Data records
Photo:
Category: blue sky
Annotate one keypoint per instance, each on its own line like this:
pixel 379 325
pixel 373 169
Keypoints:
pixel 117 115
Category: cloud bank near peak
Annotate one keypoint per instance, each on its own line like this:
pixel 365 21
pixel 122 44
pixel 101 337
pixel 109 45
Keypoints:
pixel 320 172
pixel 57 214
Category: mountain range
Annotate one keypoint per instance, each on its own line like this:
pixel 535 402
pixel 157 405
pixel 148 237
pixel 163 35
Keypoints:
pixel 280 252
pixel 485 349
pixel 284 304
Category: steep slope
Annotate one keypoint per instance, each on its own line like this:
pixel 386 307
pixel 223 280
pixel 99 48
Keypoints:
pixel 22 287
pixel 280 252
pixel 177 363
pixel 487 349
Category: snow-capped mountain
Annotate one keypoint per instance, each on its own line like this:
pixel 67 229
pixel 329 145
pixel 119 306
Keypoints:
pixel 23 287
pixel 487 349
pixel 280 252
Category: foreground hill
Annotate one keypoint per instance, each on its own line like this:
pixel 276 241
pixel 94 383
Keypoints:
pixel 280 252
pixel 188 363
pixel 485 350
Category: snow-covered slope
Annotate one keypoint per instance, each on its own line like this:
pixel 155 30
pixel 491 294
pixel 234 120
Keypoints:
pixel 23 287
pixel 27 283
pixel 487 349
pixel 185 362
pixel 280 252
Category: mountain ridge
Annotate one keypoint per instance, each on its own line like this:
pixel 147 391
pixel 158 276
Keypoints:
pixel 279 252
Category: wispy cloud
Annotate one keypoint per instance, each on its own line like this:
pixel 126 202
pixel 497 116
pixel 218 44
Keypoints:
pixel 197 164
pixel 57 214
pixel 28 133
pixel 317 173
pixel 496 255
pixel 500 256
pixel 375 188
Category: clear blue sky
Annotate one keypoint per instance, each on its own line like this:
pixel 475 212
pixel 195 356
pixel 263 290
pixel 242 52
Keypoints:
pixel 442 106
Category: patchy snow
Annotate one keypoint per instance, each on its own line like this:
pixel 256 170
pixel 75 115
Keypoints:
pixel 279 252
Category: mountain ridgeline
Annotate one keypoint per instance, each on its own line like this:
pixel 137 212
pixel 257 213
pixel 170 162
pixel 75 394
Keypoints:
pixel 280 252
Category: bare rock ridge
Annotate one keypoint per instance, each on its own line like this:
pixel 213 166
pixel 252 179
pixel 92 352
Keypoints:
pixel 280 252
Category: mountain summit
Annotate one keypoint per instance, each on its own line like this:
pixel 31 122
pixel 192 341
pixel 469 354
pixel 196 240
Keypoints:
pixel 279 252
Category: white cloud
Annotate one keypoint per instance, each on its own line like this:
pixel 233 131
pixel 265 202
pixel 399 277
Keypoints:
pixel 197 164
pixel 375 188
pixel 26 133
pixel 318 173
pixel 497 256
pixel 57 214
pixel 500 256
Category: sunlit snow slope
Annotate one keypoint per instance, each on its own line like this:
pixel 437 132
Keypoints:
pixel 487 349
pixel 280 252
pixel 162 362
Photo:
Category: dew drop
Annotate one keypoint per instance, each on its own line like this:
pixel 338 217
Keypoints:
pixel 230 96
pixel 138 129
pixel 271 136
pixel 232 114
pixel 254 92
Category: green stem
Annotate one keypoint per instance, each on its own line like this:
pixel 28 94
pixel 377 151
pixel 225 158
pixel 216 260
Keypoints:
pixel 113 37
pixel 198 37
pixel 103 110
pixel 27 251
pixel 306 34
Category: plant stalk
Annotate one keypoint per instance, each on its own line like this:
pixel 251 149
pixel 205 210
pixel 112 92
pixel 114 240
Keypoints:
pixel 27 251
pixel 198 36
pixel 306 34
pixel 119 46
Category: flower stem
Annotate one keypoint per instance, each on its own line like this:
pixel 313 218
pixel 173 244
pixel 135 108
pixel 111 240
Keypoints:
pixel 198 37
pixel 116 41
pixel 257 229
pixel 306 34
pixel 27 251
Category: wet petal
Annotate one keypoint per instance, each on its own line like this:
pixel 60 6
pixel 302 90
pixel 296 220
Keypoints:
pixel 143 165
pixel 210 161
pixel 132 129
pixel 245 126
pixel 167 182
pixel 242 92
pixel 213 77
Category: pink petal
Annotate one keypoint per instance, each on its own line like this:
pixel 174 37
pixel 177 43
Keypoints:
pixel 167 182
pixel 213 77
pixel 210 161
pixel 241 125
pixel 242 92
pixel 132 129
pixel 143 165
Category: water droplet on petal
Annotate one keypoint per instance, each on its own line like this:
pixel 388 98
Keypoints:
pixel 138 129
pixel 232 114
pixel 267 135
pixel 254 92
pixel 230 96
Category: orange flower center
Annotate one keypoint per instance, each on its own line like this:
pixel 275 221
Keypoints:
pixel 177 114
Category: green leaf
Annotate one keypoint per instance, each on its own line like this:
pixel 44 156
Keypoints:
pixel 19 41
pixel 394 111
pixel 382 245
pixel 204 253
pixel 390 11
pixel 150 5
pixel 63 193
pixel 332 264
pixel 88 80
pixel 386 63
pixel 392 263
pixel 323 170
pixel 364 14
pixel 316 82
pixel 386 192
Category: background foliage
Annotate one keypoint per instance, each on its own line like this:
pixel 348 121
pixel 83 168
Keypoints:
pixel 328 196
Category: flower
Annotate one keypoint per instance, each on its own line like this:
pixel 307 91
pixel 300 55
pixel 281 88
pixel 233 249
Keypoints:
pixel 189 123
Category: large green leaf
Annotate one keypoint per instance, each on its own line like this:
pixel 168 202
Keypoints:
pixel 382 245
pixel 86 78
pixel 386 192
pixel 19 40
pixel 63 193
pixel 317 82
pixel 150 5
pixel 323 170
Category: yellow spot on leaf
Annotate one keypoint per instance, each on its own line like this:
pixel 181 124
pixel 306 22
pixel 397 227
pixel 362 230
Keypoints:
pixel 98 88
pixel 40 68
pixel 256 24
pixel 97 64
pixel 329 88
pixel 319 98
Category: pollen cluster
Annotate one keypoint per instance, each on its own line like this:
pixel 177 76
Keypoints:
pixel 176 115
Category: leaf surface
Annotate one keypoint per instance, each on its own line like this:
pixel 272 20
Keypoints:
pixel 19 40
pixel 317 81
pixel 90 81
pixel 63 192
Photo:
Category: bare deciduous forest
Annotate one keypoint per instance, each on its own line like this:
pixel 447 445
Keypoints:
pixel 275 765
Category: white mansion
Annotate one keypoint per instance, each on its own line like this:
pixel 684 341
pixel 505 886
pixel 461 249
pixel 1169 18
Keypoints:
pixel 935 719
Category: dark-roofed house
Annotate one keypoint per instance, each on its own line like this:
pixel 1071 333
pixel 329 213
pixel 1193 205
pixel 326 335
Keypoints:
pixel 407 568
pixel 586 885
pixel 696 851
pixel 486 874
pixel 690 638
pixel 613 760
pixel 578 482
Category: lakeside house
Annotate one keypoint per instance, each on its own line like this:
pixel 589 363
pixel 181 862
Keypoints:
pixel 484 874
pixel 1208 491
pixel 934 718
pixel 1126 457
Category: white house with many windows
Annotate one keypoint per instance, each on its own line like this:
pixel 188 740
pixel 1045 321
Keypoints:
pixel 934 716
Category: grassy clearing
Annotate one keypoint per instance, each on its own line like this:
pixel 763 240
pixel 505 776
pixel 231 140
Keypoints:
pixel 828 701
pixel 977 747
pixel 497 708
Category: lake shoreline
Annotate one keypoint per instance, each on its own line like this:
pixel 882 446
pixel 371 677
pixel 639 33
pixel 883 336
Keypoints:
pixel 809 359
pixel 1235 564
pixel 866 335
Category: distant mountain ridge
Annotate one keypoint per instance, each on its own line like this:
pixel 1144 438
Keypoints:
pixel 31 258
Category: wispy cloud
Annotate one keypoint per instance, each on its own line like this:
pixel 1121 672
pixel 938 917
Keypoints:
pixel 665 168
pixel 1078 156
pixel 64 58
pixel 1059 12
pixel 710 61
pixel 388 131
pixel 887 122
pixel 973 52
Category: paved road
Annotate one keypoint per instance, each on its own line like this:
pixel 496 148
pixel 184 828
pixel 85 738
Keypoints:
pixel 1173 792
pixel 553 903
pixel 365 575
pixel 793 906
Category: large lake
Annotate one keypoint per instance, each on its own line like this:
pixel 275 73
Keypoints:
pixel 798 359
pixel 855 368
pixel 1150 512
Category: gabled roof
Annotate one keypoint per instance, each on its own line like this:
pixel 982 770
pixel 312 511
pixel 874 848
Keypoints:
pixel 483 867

| THE EXERCISE |
Output only the lines running from the line with "Category: white mansion" through the final line of the data, inclusive.

| ANSWER TO THE PROBLEM |
Category: white mansion
Annotate one keypoint per instance, each on its own line like this:
pixel 684 341
pixel 505 886
pixel 461 249
pixel 1169 18
Keypoints:
pixel 935 719
Category: dark-roofed house
Annotate one keypoint per instance, each on its own line like this:
pixel 1071 333
pixel 329 213
pixel 1193 205
pixel 326 335
Keypoints:
pixel 407 568
pixel 586 885
pixel 696 851
pixel 486 874
pixel 690 638
pixel 613 760
pixel 578 482
Category: lakeside house
Annotate one keypoint per instance, each on its own line like this:
pixel 589 363
pixel 181 862
Keypoints:
pixel 484 874
pixel 1208 491
pixel 934 718
pixel 1126 457
Category: white house with many windows
Annotate one keypoint per instance, each on its own line like this:
pixel 188 740
pixel 1045 321
Keypoints:
pixel 934 716
Category: grassy clearing
Annotate one keypoint per instance, each on its own line like this:
pixel 763 240
pixel 505 776
pixel 231 140
Keypoints:
pixel 828 701
pixel 977 747
pixel 497 708
Category: lake shoreline
Annotate one keypoint per instance, each on its own line like this:
pixel 882 446
pixel 371 677
pixel 639 33
pixel 883 336
Keypoints:
pixel 809 359
pixel 1235 564
pixel 866 335
Category: distant mountain ridge
Annotate one keypoint per instance, each on its own line like this:
pixel 1144 438
Keypoints:
pixel 31 258
Category: wispy cloud
Annotate one keypoint per instance, each on its own line like this:
pixel 1121 672
pixel 938 917
Keypoints:
pixel 665 168
pixel 1078 156
pixel 64 58
pixel 1059 12
pixel 710 61
pixel 388 131
pixel 887 122
pixel 973 52
Category: paved road
Annotate one keypoint per instance, each on its own line like this:
pixel 496 148
pixel 184 828
pixel 85 738
Keypoints:
pixel 1173 792
pixel 553 903
pixel 365 575
pixel 793 906
Category: large lake
Annotate one keypoint per instance, each on its own line like this:
pixel 275 73
Keypoints:
pixel 798 359
pixel 855 368
pixel 1150 512
Category: gabled roof
Annotate one keypoint per instance, each on its own line like this:
pixel 982 770
pixel 312 511
pixel 874 848
Keypoints:
pixel 483 867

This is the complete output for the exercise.